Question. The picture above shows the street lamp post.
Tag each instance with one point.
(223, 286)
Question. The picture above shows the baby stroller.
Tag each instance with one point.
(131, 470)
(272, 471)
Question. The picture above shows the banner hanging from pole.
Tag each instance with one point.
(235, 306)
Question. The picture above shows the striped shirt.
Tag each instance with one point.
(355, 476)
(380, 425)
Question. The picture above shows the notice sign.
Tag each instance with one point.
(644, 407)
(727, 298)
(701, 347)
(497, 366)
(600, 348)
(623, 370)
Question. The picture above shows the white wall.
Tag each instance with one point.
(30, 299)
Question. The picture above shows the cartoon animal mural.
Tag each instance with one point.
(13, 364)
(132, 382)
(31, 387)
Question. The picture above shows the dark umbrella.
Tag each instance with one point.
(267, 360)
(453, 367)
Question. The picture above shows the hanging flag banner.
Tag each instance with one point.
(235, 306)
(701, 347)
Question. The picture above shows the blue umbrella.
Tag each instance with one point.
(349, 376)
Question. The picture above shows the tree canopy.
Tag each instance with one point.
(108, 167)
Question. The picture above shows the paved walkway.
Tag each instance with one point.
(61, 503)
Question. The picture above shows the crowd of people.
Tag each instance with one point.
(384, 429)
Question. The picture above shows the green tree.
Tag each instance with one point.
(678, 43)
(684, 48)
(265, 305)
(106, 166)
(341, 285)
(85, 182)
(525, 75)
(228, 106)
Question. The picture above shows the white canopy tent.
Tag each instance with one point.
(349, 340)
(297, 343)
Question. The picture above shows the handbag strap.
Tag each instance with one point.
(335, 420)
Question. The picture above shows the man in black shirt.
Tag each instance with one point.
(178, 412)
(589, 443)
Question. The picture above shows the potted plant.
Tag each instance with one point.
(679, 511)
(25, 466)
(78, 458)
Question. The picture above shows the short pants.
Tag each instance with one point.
*****
Revise the data from the line containing "Question. The picture above shows the white canopy" down to the end, replacing "potted plant" with "flower pot" and leaving everything else unchanged.

EXERCISE ANSWER -
Question. The picture above shows the white canopy tent.
Tag each instance with one point.
(349, 340)
(297, 343)
Question. The picture above shows the handbag strap.
Tag each instance with one point.
(335, 420)
Question. The picture above shows the man in black shirt.
Tag each instance with one point.
(178, 412)
(589, 443)
Question. The picture above shows the flower pot.
Tag each instance with one point.
(679, 511)
(25, 466)
(78, 458)
Question. The picture above shows the short pants.
Tag each instance with one point.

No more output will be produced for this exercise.